• _Written exercise_
All of the material below is to be retyped exactly.

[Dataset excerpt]
----------------------------------------

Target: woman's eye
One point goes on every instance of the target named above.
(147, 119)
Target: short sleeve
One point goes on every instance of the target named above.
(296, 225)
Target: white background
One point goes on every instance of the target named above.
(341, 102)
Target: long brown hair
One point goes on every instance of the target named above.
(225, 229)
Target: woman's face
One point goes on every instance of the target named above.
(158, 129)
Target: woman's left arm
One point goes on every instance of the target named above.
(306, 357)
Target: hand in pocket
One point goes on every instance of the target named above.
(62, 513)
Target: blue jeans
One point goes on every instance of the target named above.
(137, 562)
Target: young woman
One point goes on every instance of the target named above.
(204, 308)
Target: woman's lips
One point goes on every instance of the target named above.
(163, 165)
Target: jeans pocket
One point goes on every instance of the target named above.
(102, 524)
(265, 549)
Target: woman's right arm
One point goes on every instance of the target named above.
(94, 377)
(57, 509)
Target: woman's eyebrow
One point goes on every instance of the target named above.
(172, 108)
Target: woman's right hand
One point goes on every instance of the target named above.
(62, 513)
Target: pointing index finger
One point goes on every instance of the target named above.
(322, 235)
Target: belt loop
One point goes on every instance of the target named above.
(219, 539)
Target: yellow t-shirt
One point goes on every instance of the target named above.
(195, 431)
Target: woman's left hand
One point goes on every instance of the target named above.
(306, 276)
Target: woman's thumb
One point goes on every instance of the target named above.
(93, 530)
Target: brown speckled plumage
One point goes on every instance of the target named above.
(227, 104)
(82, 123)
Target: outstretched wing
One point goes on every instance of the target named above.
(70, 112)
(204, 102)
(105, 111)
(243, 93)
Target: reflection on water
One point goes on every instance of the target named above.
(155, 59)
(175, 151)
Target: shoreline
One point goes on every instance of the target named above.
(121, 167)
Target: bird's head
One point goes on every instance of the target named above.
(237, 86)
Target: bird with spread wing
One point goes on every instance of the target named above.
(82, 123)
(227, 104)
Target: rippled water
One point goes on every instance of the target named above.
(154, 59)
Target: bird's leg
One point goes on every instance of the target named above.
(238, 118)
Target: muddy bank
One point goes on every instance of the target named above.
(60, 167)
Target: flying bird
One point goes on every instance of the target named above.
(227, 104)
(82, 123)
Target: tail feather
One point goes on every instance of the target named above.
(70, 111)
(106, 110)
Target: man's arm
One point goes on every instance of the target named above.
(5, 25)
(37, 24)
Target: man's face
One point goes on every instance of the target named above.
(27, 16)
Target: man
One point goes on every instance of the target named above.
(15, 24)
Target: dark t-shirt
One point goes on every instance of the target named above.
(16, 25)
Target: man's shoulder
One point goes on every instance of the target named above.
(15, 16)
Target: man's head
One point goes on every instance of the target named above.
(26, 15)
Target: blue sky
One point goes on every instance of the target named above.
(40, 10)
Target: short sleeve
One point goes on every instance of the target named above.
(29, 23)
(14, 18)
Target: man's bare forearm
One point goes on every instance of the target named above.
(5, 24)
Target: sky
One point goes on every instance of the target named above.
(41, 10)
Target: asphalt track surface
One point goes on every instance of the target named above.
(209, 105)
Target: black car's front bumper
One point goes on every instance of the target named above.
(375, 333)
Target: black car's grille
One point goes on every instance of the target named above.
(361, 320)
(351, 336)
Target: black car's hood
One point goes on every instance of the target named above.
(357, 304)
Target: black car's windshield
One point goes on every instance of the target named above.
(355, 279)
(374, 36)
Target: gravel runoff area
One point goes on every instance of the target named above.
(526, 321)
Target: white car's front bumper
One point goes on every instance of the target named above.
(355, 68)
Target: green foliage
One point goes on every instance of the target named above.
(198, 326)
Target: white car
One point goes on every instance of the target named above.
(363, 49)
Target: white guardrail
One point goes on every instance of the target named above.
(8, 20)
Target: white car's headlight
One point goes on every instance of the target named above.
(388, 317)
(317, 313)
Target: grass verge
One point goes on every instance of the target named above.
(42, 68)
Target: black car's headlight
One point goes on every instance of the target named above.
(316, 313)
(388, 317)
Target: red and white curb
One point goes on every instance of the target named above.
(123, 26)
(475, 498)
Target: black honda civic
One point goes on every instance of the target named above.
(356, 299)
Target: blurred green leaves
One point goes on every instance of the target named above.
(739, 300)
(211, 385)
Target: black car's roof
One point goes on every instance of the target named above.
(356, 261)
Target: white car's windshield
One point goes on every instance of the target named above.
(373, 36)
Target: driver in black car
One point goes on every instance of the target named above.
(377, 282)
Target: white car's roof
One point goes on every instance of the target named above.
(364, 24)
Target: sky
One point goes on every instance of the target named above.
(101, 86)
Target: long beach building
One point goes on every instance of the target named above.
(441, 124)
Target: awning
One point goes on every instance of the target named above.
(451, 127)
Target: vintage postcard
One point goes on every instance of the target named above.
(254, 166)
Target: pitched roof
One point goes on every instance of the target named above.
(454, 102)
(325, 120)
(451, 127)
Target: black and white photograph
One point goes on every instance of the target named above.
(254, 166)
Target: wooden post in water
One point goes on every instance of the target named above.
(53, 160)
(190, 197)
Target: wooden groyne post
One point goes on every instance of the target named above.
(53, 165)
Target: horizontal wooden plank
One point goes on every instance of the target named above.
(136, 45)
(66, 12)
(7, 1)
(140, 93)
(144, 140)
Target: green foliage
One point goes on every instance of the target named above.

----------------------------------------

• _Full response_
Target: woman's eye
One point goes on every instance of the target named above.
(147, 119)
Target: short sleeve
One point goes on every instance of the target named above.
(296, 225)
Target: white background
One point goes on every instance of the target named above.
(341, 102)
Target: long brown hair
One point goes on every instance of the target named above.
(225, 229)
Target: woman's face
One point goes on every instance of the target named above.
(158, 129)
Target: woman's left arm
One point goes on every instance of the target named above.
(306, 357)
Target: hand in pocket
One point goes on every instance of the target named above.
(62, 513)
Target: blue jeans
One point goes on every instance of the target named above.
(137, 562)
Target: young woman
One point goes on every instance of the target named above.
(204, 308)
Target: woman's lips
One point goes on every instance of the target named above.
(163, 165)
Target: jeans pocket
One point goes on every instance of the target named above.
(102, 524)
(265, 549)
Target: woman's right arm
One point goes on every instance of the target named above.
(94, 377)
(57, 509)
Target: woman's eyebrow
One point goes on every instance of the target named above.
(172, 108)
Target: woman's right hand
One point goes on every instance of the target named above.
(62, 513)
Target: pointing index finger
One point goes on every instance of the target named above.
(322, 235)
Target: belt loop
One point goes on every instance of the target named above.
(219, 539)
Target: yellow t-shirt
One point goes on every instance of the target named above.
(195, 431)
Target: woman's left hand
One point goes on every instance of the target named above.
(306, 276)
Target: woman's thumb
One point goes on every instance of the target named above.
(93, 530)
Target: brown speckled plumage
One point goes on every instance of the target named above.
(227, 104)
(82, 123)
Target: outstretched wing
One point goes on every instance of the target named above.
(70, 112)
(204, 102)
(105, 111)
(243, 93)
Target: reflection on water
One point goes on every instance of the target named above.
(155, 59)
(175, 151)
Target: shoreline
One point goes on every instance of the target named above.
(121, 167)
Target: bird's head
One point goes on every instance of the target named above.
(237, 86)
Target: bird with spread wing
One point goes on every instance of the target named above.
(82, 123)
(227, 104)
Target: rippled water
One point goes on every instance of the target named above.
(154, 59)
Target: bird's leg
One point goes on every instance of the target named above.
(238, 118)
Target: muddy bank
One point goes on every instance of the target named above.
(60, 167)
Target: flying bird
One point goes on every instance of the target named above.
(227, 104)
(82, 123)
Target: tail feather
One point goes on every instance of the target named above.
(70, 111)
(106, 110)
Target: man's arm
One point goes on every instance of the target named above.
(5, 25)
(37, 24)
Target: man's face
One point goes on every instance of the target named above.
(27, 16)
Target: man
One point goes on every instance of the target named above.
(15, 24)
Target: dark t-shirt
One point goes on every instance of the target named above.
(16, 25)
Target: man's shoulder
One point goes on every instance of the target named above.
(15, 16)
Target: man's head
One point goes on every instance of the target named above.
(26, 15)
Target: blue sky
One point goes on every instance of the target named above.
(40, 10)
Target: short sleeve
One point goes on every instance of the target named above.
(29, 23)
(14, 18)
Target: man's bare forearm
One point goes on every instance of the target named above.
(5, 24)
Target: sky
One point goes on every instance of the target named above.
(41, 10)
Target: asphalt track surface
One point goes on every instance of the target named above.
(209, 105)
Target: black car's front bumper
One point goes on every instance of the target named above.
(375, 333)
Target: black car's grille
One point goes on every instance of the target named above.
(361, 320)
(351, 336)
Target: black car's hood
One point goes on every instance of the target named above.
(357, 304)
Target: black car's windshield
One point goes on every instance of the target named above.
(355, 279)
(374, 36)
Target: gravel runoff area
One point goes on every instance of the target named above.
(526, 321)
Target: white car's front bumper
One point goes on every instance of the target named above.
(355, 68)
Target: green foliage
One point goes on every instance of the target named above.
(198, 326)
Target: white car
One point goes on every instance of the target named above.
(363, 49)
Target: white guardrail
One point goes on every instance of the target named above.
(8, 20)
Target: white car's headlight
One point goes on every instance of the target named above.
(388, 317)
(317, 313)
Target: grass verge
One point goes on every instance of the target named above.
(42, 68)
Target: black car's headlight
One point goes on every instance of the target named above.
(316, 313)
(388, 317)
Target: red and white curb
One point goes on every instance of the target named above.
(123, 26)
(475, 498)
Target: black honda civic
One point goes on every instance of the target named above.
(356, 299)
Target: blurred green leaves
One point goes on every instance of the target named above.
(739, 300)
(211, 385)
Target: black car's roof
One point goes on every instance of the target named above.
(356, 261)
Target: white car's windshield
One point goes on every instance of the target named above.
(373, 36)
Target: driver in black car
One point goes on every instance of the target named above.
(377, 282)
Target: white car's roof
One point goes on every instance of the target named above.
(364, 24)
Target: sky
One point goes on every instance of the target named above.
(101, 86)
Target: long beach building
One point goes on every instance of the target named above.
(441, 124)
Target: awning
One point goes on every instance of the target named above.
(451, 127)
Target: vintage postcard
One point goes on every instance of the target named above.
(254, 166)
Target: pitched roof
One point goes on every instance of the target named above.
(454, 102)
(325, 120)
(451, 127)
Target: black and white photograph
One point goes on every instance of the target named above.
(254, 166)
Target: wooden post in water
One point goes on every instance of the target named above.
(53, 160)
(190, 197)
Target: wooden groyne post
One point goes on every instance of the target named above.
(53, 165)
Target: horizontal wooden plank
One point goes on every instance of the target named above.
(136, 45)
(66, 12)
(7, 1)
(140, 93)
(144, 140)
Target: green foliage
One point goes on every instance of the target named above.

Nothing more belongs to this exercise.